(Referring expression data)
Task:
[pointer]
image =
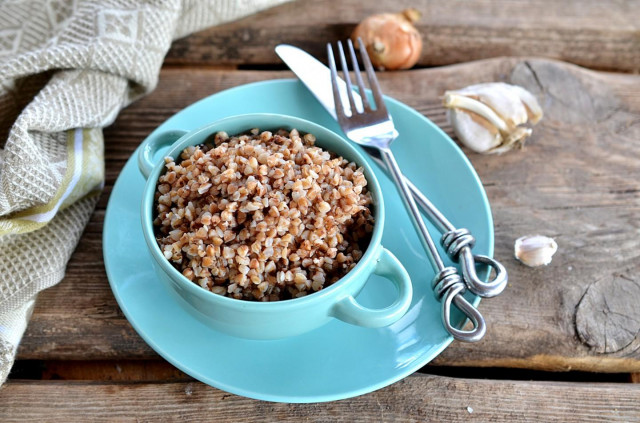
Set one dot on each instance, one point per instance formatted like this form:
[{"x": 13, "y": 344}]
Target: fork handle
[
  {"x": 409, "y": 202},
  {"x": 457, "y": 242}
]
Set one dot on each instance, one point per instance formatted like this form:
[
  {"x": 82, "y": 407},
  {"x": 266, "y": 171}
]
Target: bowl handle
[
  {"x": 152, "y": 145},
  {"x": 350, "y": 311}
]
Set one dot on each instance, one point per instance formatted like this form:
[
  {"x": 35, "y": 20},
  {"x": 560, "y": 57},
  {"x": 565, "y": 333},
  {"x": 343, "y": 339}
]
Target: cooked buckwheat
[{"x": 262, "y": 216}]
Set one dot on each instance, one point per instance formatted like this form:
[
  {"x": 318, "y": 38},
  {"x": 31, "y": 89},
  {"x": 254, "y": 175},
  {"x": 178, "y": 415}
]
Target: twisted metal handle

§ **WHAT THE EXERCISE ASKS**: Without copying any picture, repeat all of the entries exactly.

§ **EXPECTED ANSWER**:
Task:
[pointer]
image =
Set one dot on each instance, one point per instance formatted like this form:
[{"x": 13, "y": 344}]
Target: fork handle
[
  {"x": 409, "y": 202},
  {"x": 457, "y": 242}
]
Set one dot on each instance, one point per instance formatted like this form:
[
  {"x": 82, "y": 407},
  {"x": 266, "y": 171}
]
Target: bowl handle
[
  {"x": 152, "y": 145},
  {"x": 350, "y": 311}
]
Set one dot on each instance, one point per instance formatted like this form:
[
  {"x": 35, "y": 20},
  {"x": 560, "y": 57},
  {"x": 565, "y": 333},
  {"x": 343, "y": 339}
]
Target: cooked buckwheat
[{"x": 262, "y": 216}]
Set one dot on each instance, one point per instance formatted like this form:
[
  {"x": 318, "y": 38},
  {"x": 31, "y": 89},
  {"x": 254, "y": 175},
  {"x": 178, "y": 415}
]
Target: twisted metal handle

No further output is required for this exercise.